# TEKSTFRAGMENT
┏━━
Spring naar de content
bron: IFFR

IFFR straalt weer zelfvertrouwen, energie en bravoure uit

“Dankzij film weet ik hoe het is een zwarte homoseksuele man te zijn.” Deze zin sprak Ingrid van Engelshoven, D66 minister van Onderwijs, Cultuur en Wetenschappen woensdagavond uit in De Doelen op de openingsavond van het 48e International Film Festival Rotterdam (IFFR). Ze doelde daarbij op de film Moonlight van een paar jaar geleden. En benadrukte vervolgens hoe belangrijk het is dat film grenzen tussen gender en rassen weg kan nemen. En dat de samenleving in dat opzicht wel wat van film kan leren. Ze zei alleen niet of dit ook zou moeten gelden voor de huidige coalitiepartijen als de ChristenUnie en de VVD waar D66 nu mee opgescheept zit.

Gepubliceerd op: Geplaatst in de volgende categorieën:
Geschreven door: Nico van den Berg

Festivaldirecteur Bero Beyer opende de avond met een minuut stilte. Niet om stil te staan bij vervolgde filmmakers – alhoewel het samen met het IDFA hier tijdens het festival uitgebreid aandacht aan besteedt – maar om even je gedachten de vrije loop te laten. Na de stilte pakte Beyer de hele zaal in met een gepassioneerd betoog over de waarde van de filmkunst anno 2019. Geen politiek statement, maar juist een pleidooi voor de vrije emotie. Niet voor niets is het thema op het IFFR dit jaar ‘feel’.

Hoe anders was dat een paar jaar geleden, toen het IFFR – vooral door filmcritici – als een probleemgeval werd gezien. Een festival dat richtingloos was, dat de slag om de grote filmmakers had gemist en dat met de rug naar de Nederlandse filmwereld stond. Maar met de energieke wind die sinds 2015 met de komst van festivalbaas Bero Beyer door het Rotterdamse IFFR-kantoor waait, bouwt het festival met zelfvertrouwen aan het imago van vernieuwer, met veel aandacht voor Nederlandse filmmakers.

Het Rotterdamse motto ‘geen woorden maar daden’ is kenmerkend voor het festival dit jaar. Geen holle woorden gebruiken, maar gewoon sterke films laten zien. Want zeker de Nederlandse (co)producties op het festival zijn sterker dan ooit. Alleen al de openingsfilm Dirty God van de Nederlandse regisseur Sacha Polak laat zien dat er hier genoeg filmtalent rondloopt, al lijkt het Nederlandse bioscooppubliek er nog weinig van te moeten hebben.

“De Nederlandse film is meer dan een marktaandeel,” orakelde directeur van EYE Filmmuseum Sandra den Hamer een paar weken geleden op de nieuwjaarsreceptie van de Nederlandse filmsector toen ze het over het lage marktaandeel van de Nederlandse bioscoopfilm had. Maar als diezelfde Nederlandse film nauwelijks publiek weet te bereiken – op plat vermaak als Bon Bini Holland en All You Need Is Love na – dan wordt het pas echt een elitaire bezigheid. Het IFFR laat zien dat het na de ‘herbronning’ het ideale podium is om deze kloof tussen publiek en bevlogen filmmakers te kunnen overbruggen. Zeker door het draaien van een sterke Nederlandse film op de prestigieuze openingsavond.
┗━━
# TAAKOMSCHRIJVING
1. Beantwoord deze vragen over het artikel over het IFFR:
(a) Naar welke film verwees de minister op de openingsavond?
(b) Sinds welk jaar staat Bero Beyer aan het hoofd van het festival?
(c) Wie regisseerde de openingsfilm Dirty God?
2. Verzamel uit de lijsten elke regel waarin de string "rear" voorkomt. Hoofdletters en kleine letters tellen mee.
Het artikel over het IFFR hierboven en de lijsten hieronder zijn los van elkaar staand materiaal.

# VERSTREKTE GEGEVENS
┏━━
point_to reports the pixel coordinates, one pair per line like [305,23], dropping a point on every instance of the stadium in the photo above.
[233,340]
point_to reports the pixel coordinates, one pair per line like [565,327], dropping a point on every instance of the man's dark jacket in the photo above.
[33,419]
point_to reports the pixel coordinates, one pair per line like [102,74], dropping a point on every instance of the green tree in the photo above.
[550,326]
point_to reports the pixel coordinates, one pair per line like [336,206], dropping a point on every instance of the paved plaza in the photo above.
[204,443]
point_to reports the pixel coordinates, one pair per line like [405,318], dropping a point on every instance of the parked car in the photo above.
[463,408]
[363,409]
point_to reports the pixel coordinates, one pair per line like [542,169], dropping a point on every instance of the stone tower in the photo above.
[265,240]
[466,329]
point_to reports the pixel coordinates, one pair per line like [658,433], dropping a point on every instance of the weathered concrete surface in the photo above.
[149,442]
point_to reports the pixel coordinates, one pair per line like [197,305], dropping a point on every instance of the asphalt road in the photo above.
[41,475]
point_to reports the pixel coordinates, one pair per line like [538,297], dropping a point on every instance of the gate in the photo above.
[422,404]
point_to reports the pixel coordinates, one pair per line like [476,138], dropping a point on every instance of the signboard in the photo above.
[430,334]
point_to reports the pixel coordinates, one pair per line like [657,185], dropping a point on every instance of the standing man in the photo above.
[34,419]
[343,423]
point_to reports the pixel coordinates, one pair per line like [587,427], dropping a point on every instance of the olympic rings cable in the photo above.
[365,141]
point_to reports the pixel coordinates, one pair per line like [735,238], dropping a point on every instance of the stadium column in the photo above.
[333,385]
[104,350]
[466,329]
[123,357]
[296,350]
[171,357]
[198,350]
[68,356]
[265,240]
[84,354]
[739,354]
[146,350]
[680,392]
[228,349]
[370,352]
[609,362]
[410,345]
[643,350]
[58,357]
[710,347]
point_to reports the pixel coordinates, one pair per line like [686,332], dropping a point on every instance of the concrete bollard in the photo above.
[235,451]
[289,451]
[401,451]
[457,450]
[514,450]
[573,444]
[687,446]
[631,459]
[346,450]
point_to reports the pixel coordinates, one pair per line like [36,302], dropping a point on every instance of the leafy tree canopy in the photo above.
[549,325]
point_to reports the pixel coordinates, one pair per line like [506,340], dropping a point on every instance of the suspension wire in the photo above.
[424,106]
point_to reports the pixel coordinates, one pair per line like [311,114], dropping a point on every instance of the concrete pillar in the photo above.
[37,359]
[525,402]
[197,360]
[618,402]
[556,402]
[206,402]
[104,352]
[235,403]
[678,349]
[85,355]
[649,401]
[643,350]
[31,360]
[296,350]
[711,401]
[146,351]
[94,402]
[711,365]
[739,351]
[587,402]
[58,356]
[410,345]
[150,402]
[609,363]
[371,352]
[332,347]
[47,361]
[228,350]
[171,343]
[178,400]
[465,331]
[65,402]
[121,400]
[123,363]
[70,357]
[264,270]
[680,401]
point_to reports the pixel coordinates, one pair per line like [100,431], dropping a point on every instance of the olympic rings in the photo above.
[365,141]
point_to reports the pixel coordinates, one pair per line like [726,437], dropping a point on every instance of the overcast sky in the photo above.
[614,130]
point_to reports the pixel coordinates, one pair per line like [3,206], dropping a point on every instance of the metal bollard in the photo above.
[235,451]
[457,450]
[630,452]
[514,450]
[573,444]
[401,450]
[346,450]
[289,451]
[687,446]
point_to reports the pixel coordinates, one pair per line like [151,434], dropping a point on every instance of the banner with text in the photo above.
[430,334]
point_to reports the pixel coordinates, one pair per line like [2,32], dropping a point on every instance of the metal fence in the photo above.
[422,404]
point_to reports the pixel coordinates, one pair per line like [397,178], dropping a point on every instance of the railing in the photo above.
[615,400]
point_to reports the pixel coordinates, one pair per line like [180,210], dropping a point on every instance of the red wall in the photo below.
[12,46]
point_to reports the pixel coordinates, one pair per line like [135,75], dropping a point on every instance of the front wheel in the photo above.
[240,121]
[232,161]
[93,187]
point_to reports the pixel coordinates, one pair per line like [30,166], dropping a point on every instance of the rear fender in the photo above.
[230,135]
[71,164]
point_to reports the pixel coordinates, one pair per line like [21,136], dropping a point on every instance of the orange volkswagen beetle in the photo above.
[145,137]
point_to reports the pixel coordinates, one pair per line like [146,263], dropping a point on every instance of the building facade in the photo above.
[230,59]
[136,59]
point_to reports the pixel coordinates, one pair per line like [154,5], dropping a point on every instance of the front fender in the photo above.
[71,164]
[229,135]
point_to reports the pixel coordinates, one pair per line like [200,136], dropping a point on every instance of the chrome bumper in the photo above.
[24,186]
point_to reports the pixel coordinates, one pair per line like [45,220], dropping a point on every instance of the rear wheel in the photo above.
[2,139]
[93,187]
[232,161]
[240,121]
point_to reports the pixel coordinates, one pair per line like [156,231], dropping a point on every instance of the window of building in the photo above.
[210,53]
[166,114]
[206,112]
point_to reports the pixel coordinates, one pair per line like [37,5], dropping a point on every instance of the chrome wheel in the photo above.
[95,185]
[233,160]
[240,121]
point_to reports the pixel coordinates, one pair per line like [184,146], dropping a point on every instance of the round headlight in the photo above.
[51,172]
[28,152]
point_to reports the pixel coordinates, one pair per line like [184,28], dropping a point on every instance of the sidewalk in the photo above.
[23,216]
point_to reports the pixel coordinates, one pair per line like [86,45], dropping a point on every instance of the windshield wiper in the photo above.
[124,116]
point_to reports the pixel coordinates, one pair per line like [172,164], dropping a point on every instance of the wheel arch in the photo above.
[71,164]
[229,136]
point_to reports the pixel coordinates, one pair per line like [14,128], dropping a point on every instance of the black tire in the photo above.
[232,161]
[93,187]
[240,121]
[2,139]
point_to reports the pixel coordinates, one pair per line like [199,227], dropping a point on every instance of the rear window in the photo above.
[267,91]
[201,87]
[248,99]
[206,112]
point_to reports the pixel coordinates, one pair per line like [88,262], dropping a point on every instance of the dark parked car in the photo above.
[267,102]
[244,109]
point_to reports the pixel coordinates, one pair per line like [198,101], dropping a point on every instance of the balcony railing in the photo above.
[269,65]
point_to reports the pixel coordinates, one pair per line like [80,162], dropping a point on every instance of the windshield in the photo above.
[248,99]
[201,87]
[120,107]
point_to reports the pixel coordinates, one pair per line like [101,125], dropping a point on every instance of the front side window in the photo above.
┗━━
┏━━
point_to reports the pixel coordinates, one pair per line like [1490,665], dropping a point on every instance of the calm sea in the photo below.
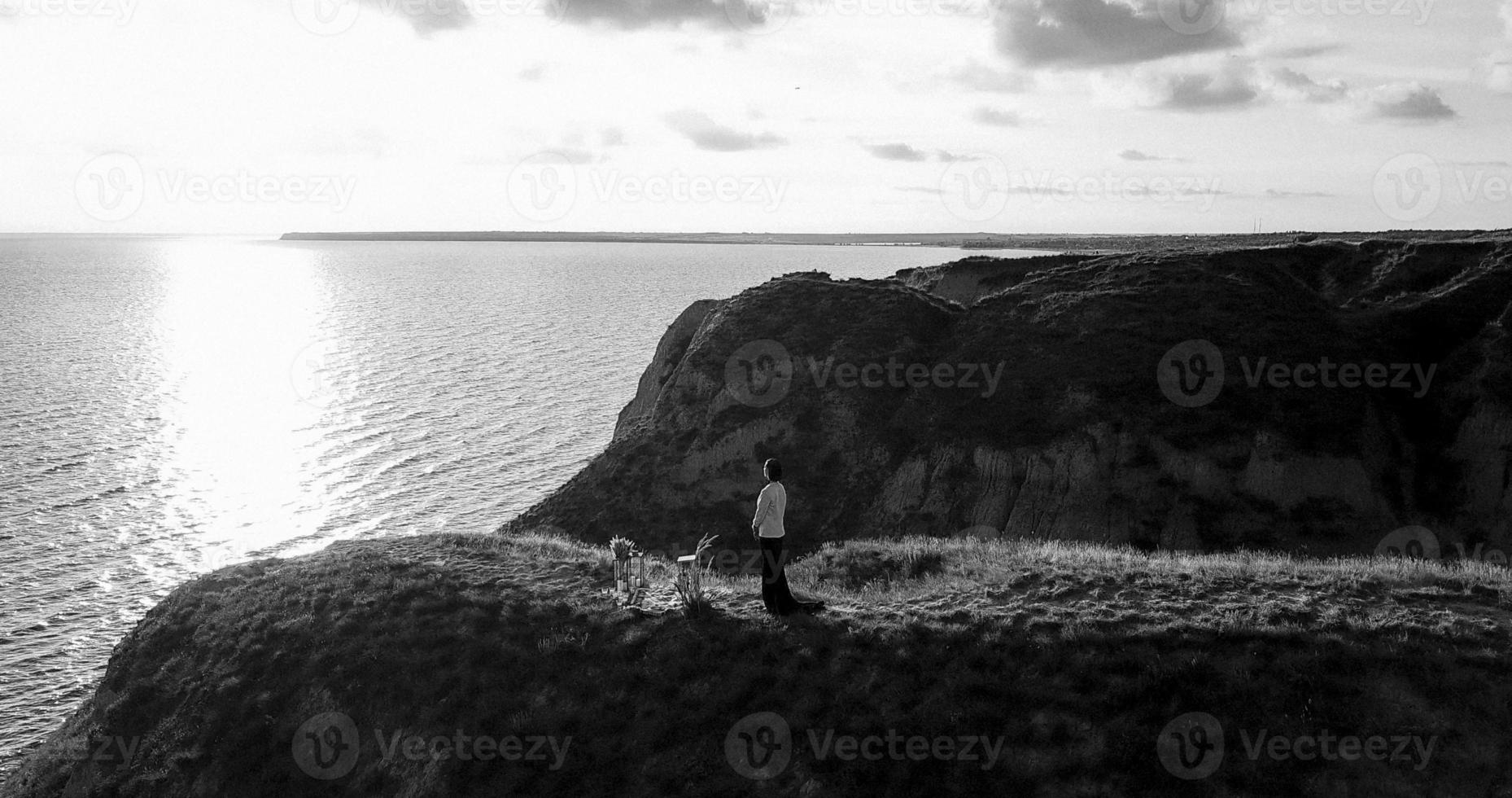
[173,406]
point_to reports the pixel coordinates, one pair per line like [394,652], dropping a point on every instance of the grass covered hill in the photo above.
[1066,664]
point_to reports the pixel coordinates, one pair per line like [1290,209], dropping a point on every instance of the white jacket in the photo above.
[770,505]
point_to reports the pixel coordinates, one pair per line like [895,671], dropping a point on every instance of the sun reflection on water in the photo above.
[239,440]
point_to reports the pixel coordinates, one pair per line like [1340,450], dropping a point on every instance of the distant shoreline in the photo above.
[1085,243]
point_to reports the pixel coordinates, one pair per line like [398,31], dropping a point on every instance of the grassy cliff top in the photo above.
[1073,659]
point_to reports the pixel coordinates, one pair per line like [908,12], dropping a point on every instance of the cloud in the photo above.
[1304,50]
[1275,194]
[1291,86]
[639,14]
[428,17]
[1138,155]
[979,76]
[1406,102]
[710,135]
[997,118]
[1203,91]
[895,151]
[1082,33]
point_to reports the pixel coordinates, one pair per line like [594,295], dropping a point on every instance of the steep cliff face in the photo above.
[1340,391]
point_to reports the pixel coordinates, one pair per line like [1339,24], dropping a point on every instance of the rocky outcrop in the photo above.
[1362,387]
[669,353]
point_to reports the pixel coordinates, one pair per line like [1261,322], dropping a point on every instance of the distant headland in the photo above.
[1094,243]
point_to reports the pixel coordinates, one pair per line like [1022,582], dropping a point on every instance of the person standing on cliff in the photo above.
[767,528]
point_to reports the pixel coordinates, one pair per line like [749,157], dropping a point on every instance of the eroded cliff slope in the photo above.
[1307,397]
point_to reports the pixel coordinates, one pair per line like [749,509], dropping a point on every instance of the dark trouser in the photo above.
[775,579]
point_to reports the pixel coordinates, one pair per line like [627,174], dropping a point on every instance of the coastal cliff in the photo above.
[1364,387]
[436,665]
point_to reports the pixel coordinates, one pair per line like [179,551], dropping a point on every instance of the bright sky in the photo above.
┗━━
# ANTWOORDEN PER OPDRACHT
1.
(a) Moonlight
(b) 2015
(c) Sacha Polak

2.
point_to reports the pixel coordinates, one pair per line like [30,166], dropping a point on every instance of the rear fender in the photo above.
point_to reports the pixel coordinates, one pair per line like [45,220], dropping a point on every instance of the rear wheel in the photo above.
point_to reports the pixel coordinates, one pair per line like [199,227], dropping a point on every instance of the rear window in the photo above.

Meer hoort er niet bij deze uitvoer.